:: What the exercise asks ::
Copy the records below word for word, keeping every line and its order unchanged.

======== Available records

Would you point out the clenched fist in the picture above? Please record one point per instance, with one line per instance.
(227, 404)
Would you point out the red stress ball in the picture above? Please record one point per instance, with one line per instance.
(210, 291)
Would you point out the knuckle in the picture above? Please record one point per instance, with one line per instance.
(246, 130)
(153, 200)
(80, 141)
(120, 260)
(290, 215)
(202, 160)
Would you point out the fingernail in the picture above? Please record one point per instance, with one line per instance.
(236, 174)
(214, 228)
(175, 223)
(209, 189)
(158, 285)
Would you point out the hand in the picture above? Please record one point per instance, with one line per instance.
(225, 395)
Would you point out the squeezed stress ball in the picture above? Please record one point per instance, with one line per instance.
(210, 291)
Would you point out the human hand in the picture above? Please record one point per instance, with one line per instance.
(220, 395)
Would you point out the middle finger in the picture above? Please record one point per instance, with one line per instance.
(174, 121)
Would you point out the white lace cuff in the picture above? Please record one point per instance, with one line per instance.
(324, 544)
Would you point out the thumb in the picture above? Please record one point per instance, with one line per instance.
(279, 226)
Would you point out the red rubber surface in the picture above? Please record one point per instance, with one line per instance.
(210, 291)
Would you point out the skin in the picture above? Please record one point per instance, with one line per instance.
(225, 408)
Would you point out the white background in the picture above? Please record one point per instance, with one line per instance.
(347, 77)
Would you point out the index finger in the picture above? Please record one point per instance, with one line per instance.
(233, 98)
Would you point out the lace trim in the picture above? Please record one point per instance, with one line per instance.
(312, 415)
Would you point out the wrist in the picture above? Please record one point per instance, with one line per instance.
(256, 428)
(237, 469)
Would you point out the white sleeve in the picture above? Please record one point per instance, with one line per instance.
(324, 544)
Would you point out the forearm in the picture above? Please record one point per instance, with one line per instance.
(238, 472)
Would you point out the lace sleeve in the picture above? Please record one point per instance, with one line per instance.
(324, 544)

================

:: Written solution ::
Would you point out the clenched fist in the picture above? Please record one point per instance, with one line per instance.
(227, 404)
Would you point out the red stress ball in the picture above? Please record one point per instance, with one line per instance.
(210, 291)
Would you point out the knuckle in the picture above? Please record one point per instance, with one line per instance.
(246, 130)
(153, 200)
(80, 141)
(120, 260)
(290, 215)
(202, 160)
Would you point out the fingernail in the picture above? Please record one point per instance, with one line per instance.
(236, 174)
(214, 228)
(175, 223)
(209, 189)
(158, 285)
Would you point out the hand in the picture above? Please record one point per instance, with one line per instance.
(225, 395)
Would you point out the squeezed stress ball in the picture above? Please record one point per instance, with one line per instance.
(210, 291)
Would you point out the human hand in the picture above? Please record one point per instance, with one line per instance.
(220, 395)
Would you point out the middle finger in the picture above? Please record one point per instance, with one line per instance.
(174, 121)
Would you point out the white lace cuff in the picture above? Please record one point per instance, with one line per instance.
(324, 544)
Would you point out the thumb in the picture above? Please record one point per instance, with one line per instance.
(279, 226)
Would you point out the red rubber surface in the picture above? Please record one point per instance, with one line per instance.
(210, 291)
Would you point out the skin in the picture above? Please record one point per instance, with one line per instance.
(225, 408)
Would you point out the white background in the picture above? Please record one point per instance, with one line per instance.
(347, 77)
Would you point out the index finger in the picture above? Please record one point per instance, with one line per instance.
(233, 98)
Would you point out the lace trim in the picture above? Please record one point per instance, with one line per instance.
(312, 415)
Would you point out the wrist in the picture above? Please record one point per instance, with one line per instance.
(256, 428)
(237, 469)
Would you point out the white sleeve in the picture above? Please record one point per instance, with one line per instance.
(324, 544)
Would you point out the forearm in the picture above? Please record one point per instance, with one line per instance.
(238, 472)
Would you point out the lace sleeve in the picture above? Please record one point per instance, with one line per instance.
(324, 544)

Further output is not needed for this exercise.